▸ Your task:
Your answer must be an exact transcription of the data, with every picture omitted.

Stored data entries
===============

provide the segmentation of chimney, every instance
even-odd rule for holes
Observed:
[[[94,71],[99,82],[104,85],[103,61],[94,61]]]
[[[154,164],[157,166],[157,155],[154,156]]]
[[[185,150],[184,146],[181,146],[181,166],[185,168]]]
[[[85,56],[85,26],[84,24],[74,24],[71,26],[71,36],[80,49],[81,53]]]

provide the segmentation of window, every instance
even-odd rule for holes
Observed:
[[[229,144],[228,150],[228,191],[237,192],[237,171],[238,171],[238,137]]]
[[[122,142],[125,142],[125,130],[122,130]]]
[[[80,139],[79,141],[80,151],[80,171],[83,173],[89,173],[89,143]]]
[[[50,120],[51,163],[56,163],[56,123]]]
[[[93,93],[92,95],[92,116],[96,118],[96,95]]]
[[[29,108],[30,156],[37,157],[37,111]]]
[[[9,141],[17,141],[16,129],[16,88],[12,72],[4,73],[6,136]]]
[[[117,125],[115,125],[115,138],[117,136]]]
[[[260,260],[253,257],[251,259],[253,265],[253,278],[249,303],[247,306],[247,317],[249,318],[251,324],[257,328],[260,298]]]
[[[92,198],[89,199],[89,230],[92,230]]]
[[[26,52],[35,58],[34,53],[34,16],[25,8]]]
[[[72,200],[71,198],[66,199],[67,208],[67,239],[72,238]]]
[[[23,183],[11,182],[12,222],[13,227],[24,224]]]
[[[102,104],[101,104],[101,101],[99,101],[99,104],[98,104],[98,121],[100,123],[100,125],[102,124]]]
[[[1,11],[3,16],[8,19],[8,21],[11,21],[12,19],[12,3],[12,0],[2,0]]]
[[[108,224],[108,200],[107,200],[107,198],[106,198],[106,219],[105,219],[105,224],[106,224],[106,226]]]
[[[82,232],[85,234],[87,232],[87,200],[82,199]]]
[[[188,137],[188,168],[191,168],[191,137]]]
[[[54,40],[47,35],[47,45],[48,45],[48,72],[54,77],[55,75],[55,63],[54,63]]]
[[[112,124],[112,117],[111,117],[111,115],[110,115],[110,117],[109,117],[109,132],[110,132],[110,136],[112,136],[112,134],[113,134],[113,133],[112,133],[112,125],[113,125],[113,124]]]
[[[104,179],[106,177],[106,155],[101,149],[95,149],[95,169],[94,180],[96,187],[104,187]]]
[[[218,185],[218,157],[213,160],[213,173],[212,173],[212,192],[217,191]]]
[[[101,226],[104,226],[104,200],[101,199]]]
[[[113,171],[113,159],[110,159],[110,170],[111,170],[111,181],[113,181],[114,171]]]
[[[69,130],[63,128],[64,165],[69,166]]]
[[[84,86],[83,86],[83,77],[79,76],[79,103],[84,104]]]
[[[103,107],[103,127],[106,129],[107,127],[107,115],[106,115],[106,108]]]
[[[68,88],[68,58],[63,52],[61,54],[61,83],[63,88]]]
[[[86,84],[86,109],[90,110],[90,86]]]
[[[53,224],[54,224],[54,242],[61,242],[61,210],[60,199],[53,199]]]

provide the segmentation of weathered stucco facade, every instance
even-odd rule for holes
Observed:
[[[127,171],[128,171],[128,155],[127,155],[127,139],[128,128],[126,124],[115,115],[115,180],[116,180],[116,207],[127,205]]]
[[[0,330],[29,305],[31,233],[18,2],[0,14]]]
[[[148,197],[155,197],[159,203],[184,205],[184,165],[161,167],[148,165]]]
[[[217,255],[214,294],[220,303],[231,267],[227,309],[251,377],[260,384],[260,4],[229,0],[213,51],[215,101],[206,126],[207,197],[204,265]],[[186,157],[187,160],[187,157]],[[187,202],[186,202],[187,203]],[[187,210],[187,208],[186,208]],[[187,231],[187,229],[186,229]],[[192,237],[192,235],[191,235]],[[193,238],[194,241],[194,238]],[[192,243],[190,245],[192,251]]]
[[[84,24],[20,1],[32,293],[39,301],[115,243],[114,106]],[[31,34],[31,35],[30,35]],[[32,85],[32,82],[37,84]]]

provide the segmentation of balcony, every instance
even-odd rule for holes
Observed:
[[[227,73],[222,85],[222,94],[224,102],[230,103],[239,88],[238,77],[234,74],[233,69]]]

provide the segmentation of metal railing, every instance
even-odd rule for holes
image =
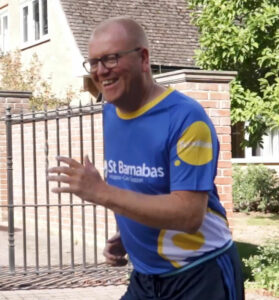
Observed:
[[[50,163],[55,162],[54,156],[67,155],[83,162],[85,147],[94,164],[102,163],[102,157],[95,151],[98,149],[100,152],[102,148],[95,145],[96,141],[100,144],[102,140],[101,115],[102,104],[79,105],[76,108],[66,107],[51,111],[45,109],[17,115],[13,115],[11,109],[7,109],[6,116],[1,121],[6,124],[8,193],[7,203],[3,204],[2,199],[0,210],[7,210],[10,274],[62,273],[77,270],[85,272],[89,268],[96,270],[103,262],[99,255],[101,244],[116,230],[110,212],[86,203],[72,194],[53,195],[50,192],[50,183],[46,179]],[[99,118],[99,125],[95,124],[96,118]],[[96,126],[98,134],[95,133]],[[53,218],[56,218],[55,223],[52,222]],[[67,224],[66,227],[64,223]],[[78,232],[75,228],[76,223]],[[20,232],[19,238],[22,240],[18,243],[19,247],[15,239],[15,235],[19,234],[17,232]],[[28,256],[30,236],[33,241],[31,256],[34,255],[32,259],[35,259],[32,266]],[[67,249],[64,246],[65,236]],[[90,255],[87,255],[88,248]],[[65,252],[67,261],[64,259]],[[56,263],[53,263],[54,256]]]

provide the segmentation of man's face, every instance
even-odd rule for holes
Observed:
[[[137,46],[129,42],[127,33],[121,26],[114,24],[95,33],[89,44],[89,59],[129,51]],[[120,56],[113,68],[106,68],[98,62],[96,72],[91,76],[108,102],[120,107],[129,103],[135,93],[140,93],[143,76],[140,50]]]

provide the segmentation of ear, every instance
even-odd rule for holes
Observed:
[[[142,48],[141,50],[141,58],[142,58],[142,71],[148,72],[150,70],[149,65],[149,51],[146,48]]]

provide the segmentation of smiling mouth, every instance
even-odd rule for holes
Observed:
[[[103,87],[107,87],[107,86],[110,86],[112,84],[114,84],[118,79],[108,79],[108,80],[104,80],[102,82],[102,86]]]

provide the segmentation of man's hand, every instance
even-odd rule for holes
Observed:
[[[119,233],[107,240],[103,254],[106,258],[106,263],[114,267],[125,266],[128,263],[128,260],[125,258],[126,250]]]
[[[97,203],[97,193],[106,183],[88,156],[84,158],[84,165],[68,157],[57,157],[57,160],[66,166],[50,168],[48,172],[56,175],[48,176],[48,180],[66,183],[68,186],[52,188],[52,192],[73,193],[83,200],[102,204]]]

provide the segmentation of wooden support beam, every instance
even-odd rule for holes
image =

===============

▸ Task solution:
provide the segmentation of chimney, every instance
even-odd rule for holes
Observed:
[[[94,71],[99,82],[104,85],[103,61],[94,61]]]
[[[154,164],[157,166],[157,155],[154,156]]]
[[[185,150],[184,146],[181,146],[181,166],[185,168]]]
[[[85,56],[85,26],[84,24],[74,24],[71,26],[71,36],[80,49],[81,53]]]

provide the segmentation of window, every instance
even-odd rule for holes
Observed:
[[[229,144],[228,150],[228,191],[237,192],[237,171],[238,171],[238,137]]]
[[[122,142],[125,142],[125,130],[122,130]]]
[[[80,139],[79,141],[80,151],[80,171],[83,173],[89,173],[89,143]]]
[[[50,120],[51,163],[56,163],[56,123]]]
[[[93,93],[92,95],[92,116],[96,118],[96,95]]]
[[[29,108],[30,156],[37,157],[37,111]]]
[[[9,141],[17,141],[16,129],[16,88],[12,72],[4,73],[6,136]]]
[[[117,125],[115,125],[115,138],[117,136]]]
[[[260,260],[253,257],[251,259],[253,265],[253,278],[249,303],[247,306],[247,317],[249,318],[251,324],[257,328],[260,298]]]
[[[92,198],[89,199],[89,230],[92,230]]]
[[[26,52],[35,58],[34,53],[34,16],[25,8]]]
[[[72,200],[71,198],[66,199],[67,208],[67,239],[72,238]]]
[[[23,183],[11,182],[12,222],[13,227],[24,224]]]
[[[102,104],[101,104],[101,101],[99,101],[99,104],[98,104],[98,121],[100,123],[100,125],[102,124]]]
[[[1,11],[3,16],[8,19],[8,21],[11,21],[12,19],[12,3],[12,0],[2,0]]]
[[[108,224],[108,200],[107,200],[107,198],[106,198],[106,219],[105,219],[105,224],[106,224],[106,226]]]
[[[82,232],[85,234],[87,232],[87,200],[82,199]]]
[[[188,137],[188,168],[191,168],[191,137]]]
[[[54,40],[47,35],[47,45],[48,45],[48,72],[54,77],[55,75],[55,63],[54,63]]]
[[[112,124],[112,117],[111,117],[111,115],[110,115],[110,117],[109,117],[109,132],[110,132],[110,136],[112,136],[112,134],[113,134],[113,133],[112,133],[112,125],[113,125],[113,124]]]
[[[104,179],[106,177],[106,155],[101,149],[95,149],[95,169],[94,180],[96,187],[104,187]]]
[[[218,185],[218,157],[213,160],[213,173],[212,173],[212,192],[217,191]]]
[[[101,226],[104,226],[104,200],[101,199]]]
[[[113,171],[113,159],[110,159],[110,170],[111,170],[111,181],[113,181],[114,171]]]
[[[69,130],[63,128],[64,165],[69,166]]]
[[[84,86],[83,86],[83,77],[79,76],[79,103],[84,104]]]
[[[103,107],[103,127],[106,129],[107,127],[107,115],[106,115],[106,108]]]
[[[68,88],[68,58],[63,52],[61,54],[61,83],[63,88]]]
[[[86,84],[86,109],[90,110],[90,86]]]
[[[53,224],[54,224],[54,242],[61,242],[61,210],[60,199],[53,199]]]

provide the segmentation of weathered stucco facade, every instance
even-odd rule for holes
Observed:
[[[127,171],[128,171],[128,155],[127,155],[127,139],[128,128],[126,124],[115,115],[115,180],[116,180],[116,207],[127,205]]]
[[[0,330],[29,305],[31,233],[18,2],[0,14]]]
[[[148,197],[155,197],[159,203],[184,205],[184,165],[161,167],[148,165]]]
[[[217,255],[214,294],[220,303],[231,267],[227,309],[251,377],[260,384],[260,4],[229,0],[213,51],[215,101],[206,126],[207,197],[204,265]],[[186,157],[187,160],[187,157]],[[187,202],[186,202],[187,203]],[[187,210],[187,208],[186,208]],[[187,231],[187,229],[186,229]],[[192,237],[192,235],[191,235]],[[193,238],[194,241],[194,238]],[[192,243],[190,245],[192,251]]]
[[[84,24],[20,1],[32,293],[39,301],[115,243],[114,106]],[[31,34],[31,35],[30,35]],[[32,85],[32,82],[37,84]]]

provide the segmentation of balcony, every instance
even-odd rule for holes
Observed:
[[[227,73],[222,85],[222,94],[224,102],[230,103],[239,88],[238,77],[234,74],[233,69]]]

provide the segmentation of metal railing, every instance
even-odd rule for holes
image =
Observed:
[[[50,163],[55,162],[54,156],[67,155],[83,162],[85,147],[94,164],[102,163],[102,157],[95,151],[98,149],[100,152],[102,148],[95,145],[96,141],[100,144],[102,140],[101,115],[102,104],[79,105],[76,108],[66,107],[51,111],[45,109],[17,115],[13,115],[11,109],[7,109],[6,116],[1,121],[6,124],[8,193],[7,203],[3,204],[2,199],[0,210],[7,210],[10,274],[62,273],[77,270],[85,272],[89,268],[96,270],[103,262],[99,255],[101,244],[116,230],[110,212],[86,203],[72,194],[53,195],[50,192],[50,183],[46,179]],[[99,118],[99,125],[95,124],[96,118]],[[96,126],[98,134],[95,133]],[[53,218],[56,218],[55,223],[52,222]],[[67,224],[66,227],[64,223]],[[78,232],[75,228],[76,223]],[[20,232],[19,238],[22,240],[18,243],[19,247],[15,239],[15,235],[19,234],[17,232]],[[28,256],[30,236],[33,241],[31,256],[34,255],[32,259],[35,259],[32,266]],[[67,249],[64,246],[65,236]],[[90,255],[87,255],[88,248]],[[65,252],[67,261],[64,259]],[[56,263],[53,263],[54,256]]]

provide the segmentation of man's face, every instance
even-odd rule for holes
Observed:
[[[137,46],[129,42],[127,33],[121,26],[114,24],[95,33],[89,44],[89,59],[129,51]],[[120,56],[113,68],[106,68],[98,62],[96,72],[91,76],[108,102],[120,107],[129,103],[135,93],[140,93],[143,76],[140,50]]]

provide the segmentation of ear, every instance
even-odd rule for holes
Observed:
[[[142,48],[141,50],[141,58],[142,58],[142,71],[148,72],[150,70],[149,65],[149,51],[146,48]]]

provide the segmentation of smiling mouth, every instance
even-odd rule for holes
Observed:
[[[103,87],[107,87],[107,86],[110,86],[112,84],[114,84],[118,79],[108,79],[108,80],[104,80],[102,82],[102,86]]]

provide the segmentation of man's hand, every instance
even-odd rule for holes
Observed:
[[[119,233],[107,240],[103,254],[106,258],[106,263],[114,267],[125,266],[128,263],[128,260],[125,258],[126,250]]]
[[[97,203],[97,193],[106,183],[88,156],[84,158],[84,165],[68,157],[57,157],[57,160],[66,166],[50,168],[48,172],[56,175],[48,176],[48,180],[66,183],[68,186],[52,188],[52,192],[73,193],[83,200],[102,204]]]

provide the segmentation of wooden support beam, every instance
even-odd rule for holes
image =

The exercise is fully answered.